Text for analysis>
◆ ◆ ◆ ◆

Charles F. “Chuck” Sansone
B.A., Judd A. and Marjorie Weinberg College of Arts and Sciences, 1962
At Northwestern, Sansone met his wife, Julie (’62), and forged friendships with his Sigma Alpha Epsilon fraternity brothers that remain strong to this day. His degree in political science helped lay the foundation for a successful law career in Florida. Sansone has made countless contributions to Northwestern as a volunteer. He has served on two class reunion committees, co-chaired the Florida Regional Board of the Northwestern University Leadership Circle, and served and chaired the Alumni Regents. He sees his engagement as a vehicle for helping the next generation of alumni prepare to become stewards of the University in their own right.
Todd M. Warren
B.A., Judd A. and Marjorie Weinberg College of Arts and Sciences, 1987
After graduating from Northwestern, Warren worked at Microsoft for 21 years in a variety of product development and management roles. While recruiting for Microsoft on campus, Warren developed a friendship with Larry Birnbaum, a professor of electrical engineering and computer science. The relationship led Warren to take a sabbatical and return to Northwestern to teach. He helped create and now teaches the NUvention: Web course as an adjunct professor in the Farley Center for Entrepreneurship and Innovation. Warren has served as an alumni trustee and as a member of the School of Communication National Advisory Council and the Weinberg Board of Visitors. He also contributes his time to Ashesi University in Ghana, where he is a member of the board of trustees.
GRANT GOODRICH ACHIEVEMENT AWARD
The Grant Goodrich Achievement Award is presented to one outstanding individual who, although not a graduate of Northwestern University, greatly enhances the University through his or her professional accomplishments, commitment and service:
John A. Canning Jr.

◆ ◆ ◆ ◆

Work request 1>
In the profiles of Northwestern alumni honorees, how many years did Todd M. Warren work at Microsoft?
Work request 2>
Continue the profiles of Northwestern alumni honorees from the point where they stop.

◆ ◆ ◆ ◆

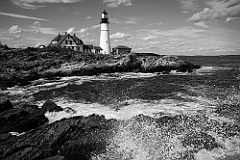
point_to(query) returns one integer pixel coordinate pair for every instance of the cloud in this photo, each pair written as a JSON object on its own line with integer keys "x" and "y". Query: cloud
{"x": 233, "y": 19}
{"x": 28, "y": 4}
{"x": 22, "y": 16}
{"x": 194, "y": 5}
{"x": 150, "y": 37}
{"x": 120, "y": 35}
{"x": 83, "y": 30}
{"x": 125, "y": 20}
{"x": 36, "y": 23}
{"x": 218, "y": 10}
{"x": 15, "y": 30}
{"x": 188, "y": 32}
{"x": 70, "y": 30}
{"x": 201, "y": 24}
{"x": 88, "y": 17}
{"x": 93, "y": 27}
{"x": 117, "y": 3}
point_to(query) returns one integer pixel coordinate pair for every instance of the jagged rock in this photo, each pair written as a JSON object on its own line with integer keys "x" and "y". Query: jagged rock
{"x": 70, "y": 110}
{"x": 199, "y": 140}
{"x": 50, "y": 106}
{"x": 22, "y": 119}
{"x": 75, "y": 138}
{"x": 5, "y": 104}
{"x": 57, "y": 157}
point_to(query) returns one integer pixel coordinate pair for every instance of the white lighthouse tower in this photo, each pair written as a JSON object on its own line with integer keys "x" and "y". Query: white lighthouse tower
{"x": 104, "y": 37}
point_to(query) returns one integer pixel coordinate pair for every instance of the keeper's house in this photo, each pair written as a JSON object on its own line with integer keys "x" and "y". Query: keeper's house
{"x": 67, "y": 41}
{"x": 92, "y": 49}
{"x": 121, "y": 49}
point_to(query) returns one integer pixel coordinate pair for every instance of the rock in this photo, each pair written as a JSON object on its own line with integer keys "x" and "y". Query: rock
{"x": 5, "y": 104}
{"x": 199, "y": 140}
{"x": 50, "y": 106}
{"x": 75, "y": 138}
{"x": 4, "y": 137}
{"x": 21, "y": 120}
{"x": 70, "y": 110}
{"x": 57, "y": 157}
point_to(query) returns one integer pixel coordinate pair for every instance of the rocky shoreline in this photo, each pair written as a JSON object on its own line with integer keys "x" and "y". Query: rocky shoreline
{"x": 20, "y": 66}
{"x": 26, "y": 133}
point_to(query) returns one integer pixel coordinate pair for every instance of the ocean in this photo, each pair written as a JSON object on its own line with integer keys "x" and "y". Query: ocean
{"x": 200, "y": 107}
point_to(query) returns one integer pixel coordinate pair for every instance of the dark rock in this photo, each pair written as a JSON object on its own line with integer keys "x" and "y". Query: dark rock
{"x": 51, "y": 106}
{"x": 57, "y": 157}
{"x": 4, "y": 137}
{"x": 21, "y": 120}
{"x": 75, "y": 138}
{"x": 199, "y": 140}
{"x": 70, "y": 110}
{"x": 5, "y": 104}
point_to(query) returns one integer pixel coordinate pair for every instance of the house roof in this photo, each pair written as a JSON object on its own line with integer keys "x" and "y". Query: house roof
{"x": 88, "y": 46}
{"x": 122, "y": 47}
{"x": 60, "y": 38}
{"x": 97, "y": 47}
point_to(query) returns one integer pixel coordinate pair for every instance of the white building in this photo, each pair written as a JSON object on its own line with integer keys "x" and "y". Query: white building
{"x": 104, "y": 36}
{"x": 67, "y": 41}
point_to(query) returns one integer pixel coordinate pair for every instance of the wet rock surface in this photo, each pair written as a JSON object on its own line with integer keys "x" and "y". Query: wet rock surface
{"x": 21, "y": 66}
{"x": 87, "y": 137}
{"x": 5, "y": 104}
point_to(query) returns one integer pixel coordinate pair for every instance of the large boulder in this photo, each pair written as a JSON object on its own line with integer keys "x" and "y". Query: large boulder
{"x": 23, "y": 119}
{"x": 50, "y": 106}
{"x": 5, "y": 104}
{"x": 75, "y": 138}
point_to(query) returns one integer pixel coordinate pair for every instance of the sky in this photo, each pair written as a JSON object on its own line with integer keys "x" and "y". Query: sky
{"x": 170, "y": 27}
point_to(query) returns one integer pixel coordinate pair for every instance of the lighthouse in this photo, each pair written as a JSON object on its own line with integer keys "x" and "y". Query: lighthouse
{"x": 104, "y": 36}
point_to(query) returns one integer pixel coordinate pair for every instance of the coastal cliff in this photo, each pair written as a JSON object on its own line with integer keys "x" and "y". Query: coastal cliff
{"x": 18, "y": 66}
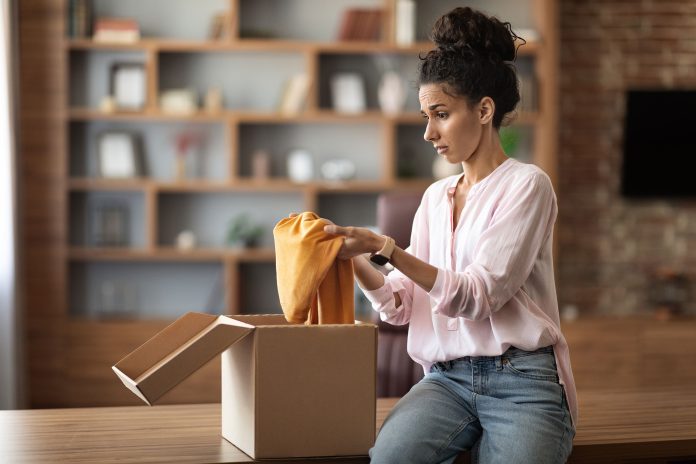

◆ ◆ ◆ ◆

Answer space 1>
21 years

Answer space 2>
Canning is chairman of Chicago-based Madison Dearborn Partners, the Midwest’s largest private equity firm, which he cofounded in 1992. In 1994, Canning joined Northwestern’s Board of Trustees. He helped to protect the endowment during the recession as chair of the investments committee. He led the governance and nominations committee and served as a vice chair from 2001-2014. At Northwestern, Canning and his wife, Rita, have contributed to the new Music and Communication Building and the renovation of Rocky Miller Park, and endowed a scholarship fund for student-athletes. They also are leaders in Chicago’s philanthropic community. A lifelong baseball fan, Canning owns interests in six minor league teams, plus a minority stake in the Milwaukee Brewers.
EMERGING LEADER AWARD
The Emerging Leader Award recognizes an alumnus or alumna who has left a significant impact on his or her profession or community by age 35.
B.A., Judd A. and Marjorie Weinberg College of Arts and Sciences, 2003
In 2013, a mere decade after graduating from Weinberg, Russell received a MacArthur Fellowship for her “haunting yet comic” fiction writing. She says her professors in the Creative Writing Program -- particularly Edith Skom (’70 M.A., ’78 Ph.D.), distinguished senior lecturer emeritus -- “pushed me in the best way.” Russell’s successful literary career was launched with her first novel, “Swamplandia!,” a Pulitzer Prize finalist in 2012. She has written a novella and two short-story collections, and her work has appeared in The New Yorker and Oxford American. Russell is now working on a novel, a long-form nonfiction piece and several short stories.